▶ **WORK REQUEST**:
Answer these questions using the clustering parameter descriptions below:
1. How do sequences in the trash cluster affect the overall score of the system?
2. What three choices does the text give for the background amino acid frequencies?
3. What does the interval between Phase shift moves specify?

▶ **TEXT**:
=====
Penalty factor for inter-cluster similarity (λ):
This parameter modulates how similar the clusters are allowed to be. If you believe your data contains multiple specificities with well-defined motifs, λ can be relatively high; on the other hand, if your aim is to detect subtle differences in mostly homogenous data, the parameter λ should be set to a lower value.

Weigth on small clusters (σ):
This parameter can be used to specify how small clusters are allowed to be. With low values of σ the method will tend to produce small specialized clusters, while larger σ will return larger and more general clusters.

Use trash cluster to remove outliers:
The trash cluster is used to collect the peptides that appear not to match any of the motifs being identified. The behaviour of the trash-cluster is identical to any of the other clusters, with the difference that the sequences in the trash cluster do not contribute to the overall score of the system.

Threshold for discarding to trash:
This parameter specifies a baseline on the peptide scores, below which peptides are tossed into the trash cluster. If you believe your data contains some degree of noise, you may experiment with increasing this value and observe how many sequences become filtered out by the trash cluster.


Number of iterations per sequence per temperature step:
This parameter ("I") specificies how long your clustering schedule should be. Note that total number of iterations is the results of "I" multiplied by the number of sequences times the number of temperature steps, and it will increase linearly the execution time.

Initial Monte Carlo temperature:
The temperature is a scalar, lowered by discreet steps as the iterations progress. The temperature influences the probability of accepting or rejecting the moves of the algorith. In the initial iterations (high temperature) the program is free to explore the landscape of solutions, and as the system cools off only moves that increase the energy will be accepted.

Number of temperature steps:
The number of steps in the cooling schedule (starting from the initial temperature specified above).

Interval between Indel moves:
Specifies how often to attempt introducing insertions and deletions (see glossary).

Interval between Single peptide moves:
Specifies how often to attempt moving a sequence between clusters (see glossary).

Interval between Phase shift moves:
Specifies how often to attempt shifting the alignment window of a single cluster.

Background amino acid frequencies:
Construction of PSSMs relies on calculating the frequency of a given residue at a given position, compared to the expected background frequency of that amino acid. You may use a flat background model identical for all amino acids (Flat), a pre-calculated distribution reflecting the relative frequency of each residue in naturally occurring proteins (Pre-calculated Uniprot), or determine the background model directly from the dataset you submitted (From data).
=====
▶ **LISTED RECORDS**:
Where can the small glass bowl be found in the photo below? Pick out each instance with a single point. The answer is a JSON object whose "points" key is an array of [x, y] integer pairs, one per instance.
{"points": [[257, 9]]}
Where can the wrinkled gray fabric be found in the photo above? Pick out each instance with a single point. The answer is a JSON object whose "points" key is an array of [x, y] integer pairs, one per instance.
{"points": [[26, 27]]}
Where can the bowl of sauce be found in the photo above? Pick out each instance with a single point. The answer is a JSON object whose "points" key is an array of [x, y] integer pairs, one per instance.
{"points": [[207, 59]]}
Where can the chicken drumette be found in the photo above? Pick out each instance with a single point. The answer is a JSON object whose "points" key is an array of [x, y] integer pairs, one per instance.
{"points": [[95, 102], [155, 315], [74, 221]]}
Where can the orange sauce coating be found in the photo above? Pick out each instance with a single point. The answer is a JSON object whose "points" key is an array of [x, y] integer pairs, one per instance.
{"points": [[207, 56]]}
=====
▶ **ANSWER TO THIS PROBLEM**:
1. They do not contribute to the overall score of the system.
2. Flat, Pre-calculated Uniprot, and From data.
3. How often to attempt shifting the alignment window of a single cluster.